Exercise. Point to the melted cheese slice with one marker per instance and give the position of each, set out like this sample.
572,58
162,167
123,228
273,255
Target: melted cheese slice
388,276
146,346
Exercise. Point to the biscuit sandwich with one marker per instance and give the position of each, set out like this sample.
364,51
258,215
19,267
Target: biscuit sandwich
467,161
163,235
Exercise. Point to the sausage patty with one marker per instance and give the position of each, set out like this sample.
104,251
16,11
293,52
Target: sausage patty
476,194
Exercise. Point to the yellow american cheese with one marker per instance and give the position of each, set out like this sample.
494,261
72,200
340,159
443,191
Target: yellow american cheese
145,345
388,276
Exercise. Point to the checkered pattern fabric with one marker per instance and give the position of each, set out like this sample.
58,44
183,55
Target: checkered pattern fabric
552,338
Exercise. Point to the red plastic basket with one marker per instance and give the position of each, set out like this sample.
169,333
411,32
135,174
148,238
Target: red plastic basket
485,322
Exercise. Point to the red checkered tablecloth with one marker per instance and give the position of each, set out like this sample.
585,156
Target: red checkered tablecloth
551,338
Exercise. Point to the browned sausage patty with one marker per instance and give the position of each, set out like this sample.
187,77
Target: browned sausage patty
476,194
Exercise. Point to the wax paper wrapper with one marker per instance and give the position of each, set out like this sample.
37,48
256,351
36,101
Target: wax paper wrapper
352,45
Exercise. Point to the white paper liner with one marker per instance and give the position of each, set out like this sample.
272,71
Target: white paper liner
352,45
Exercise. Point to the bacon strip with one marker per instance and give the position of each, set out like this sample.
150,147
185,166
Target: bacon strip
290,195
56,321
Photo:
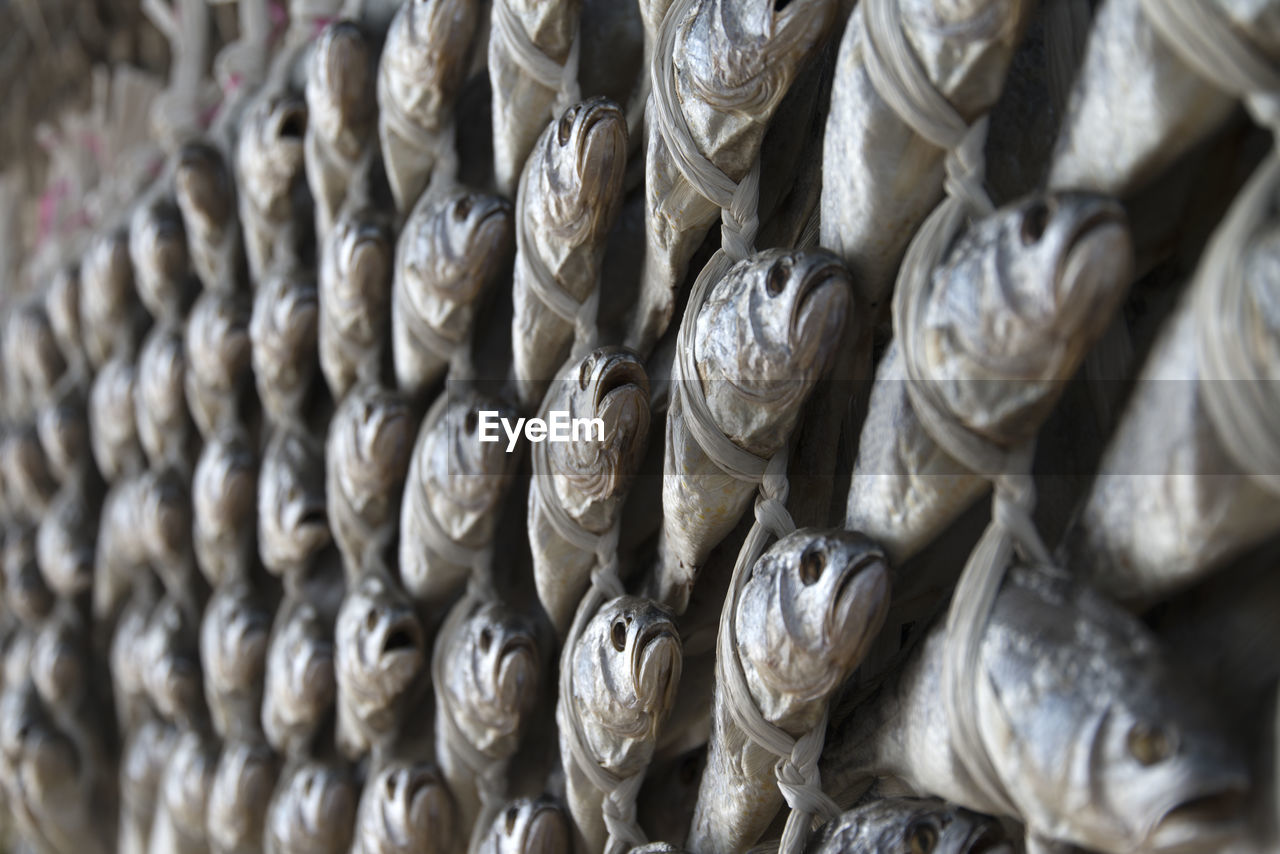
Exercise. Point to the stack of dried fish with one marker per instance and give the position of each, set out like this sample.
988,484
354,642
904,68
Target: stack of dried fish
329,461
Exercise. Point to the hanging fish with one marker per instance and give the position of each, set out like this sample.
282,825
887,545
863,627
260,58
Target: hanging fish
570,196
451,250
760,341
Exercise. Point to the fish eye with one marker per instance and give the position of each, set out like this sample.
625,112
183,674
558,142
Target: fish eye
922,839
1150,743
1034,222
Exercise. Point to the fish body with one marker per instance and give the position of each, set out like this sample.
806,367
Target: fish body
485,680
452,247
590,478
1013,309
625,668
734,62
452,493
378,660
760,341
405,808
570,196
1092,734
805,617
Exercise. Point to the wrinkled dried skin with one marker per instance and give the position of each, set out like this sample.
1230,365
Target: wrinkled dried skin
807,616
763,337
448,255
490,677
355,296
626,667
521,105
570,199
1116,138
881,178
378,660
1014,307
406,808
420,73
460,482
590,478
736,60
1125,777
§
Once the pictures are set aside, transcribe the remaining lines above exactly.

→ **Answer to this problem**
Exercise. Point to the melted cheese slice with one marker per instance and give the position of each, set out like this sample.
572,58
162,167
123,228
273,255
Target: melted cheese slice
388,276
146,346
Exercise. Point to the biscuit sandwich with one marker per instance and give the position of each, set out like this sample.
364,51
258,215
19,267
Target: biscuit sandwich
467,161
163,235
Exercise. Point to the sausage patty with one marker per instance and give the position of each, set out like this sample.
104,251
16,11
293,52
Target: sausage patty
476,194
Exercise. Point to the yellow american cheese with one marker per instance and give the position of each, set out like this sample.
494,261
72,200
340,159
443,191
Target: yellow american cheese
145,345
388,276
Exercise. Point to the checkered pattern fabric with one marker per instance and give the position of each, set out like this sample.
58,44
183,55
Target: checkered pattern fabric
552,338
Exercise. Point to the red plastic basket with one marker per instance and give the position of each, set out like this sample.
169,333
411,32
135,174
148,238
Target: red plastic basket
485,322
Exercise. Point to the red checkered tablecloth with one marker per instance and give the position of each, set out like this sample.
585,156
Target: red checkered tablecloth
551,338
Exercise. Point to the browned sausage patty with one marker per instance and give the position of each, set out like this sample.
187,77
Target: browned sausage patty
476,194
Exercise. Point to the wax paper wrapper with one marker per instance and give the position of each, set out like this sample.
37,48
256,351
36,101
Target: wax paper wrapper
352,45
Exercise. Point to the white paper liner with one marker per instance and give the position of each, set out like this sample.
272,71
Target: white paper liner
352,45
Exercise. Point to the bacon strip with one marker per instance and give the position of each, set out like this sample.
150,147
185,166
Target: bacon strip
290,195
56,321
Photo:
Exercise. Point to the stack of dried fish with one marker per instance and give the position of each, set out like this sample.
988,484
354,642
904,68
Target: stack of dried fish
329,461
Exercise. Point to the hanging fish with one marker per instance and give the position of each, set out like this sample.
282,825
887,545
863,627
260,58
Target: hanging fish
570,196
451,250
760,341
Exercise. Point to the fish eye with one marker per instance and give the position of each, set out like this sample.
625,112
183,674
558,142
Target: fish eye
922,839
1150,743
1034,222
Exercise. Point to the fish body with one marker per instance and give the position of each, set out like this sample.
806,367
Target: fish body
485,680
452,247
590,478
1013,309
625,668
734,62
452,493
378,660
760,341
405,808
570,196
1092,734
805,617
Exercise. Point to the wrinkled dried skin with one marker per instance and give the position of each, set out like this sample.
1230,365
Target: wrinkled dried skin
807,616
763,337
448,255
490,677
355,296
626,667
521,105
570,199
1116,138
881,178
378,660
1014,307
406,808
420,73
460,482
590,478
736,60
1125,777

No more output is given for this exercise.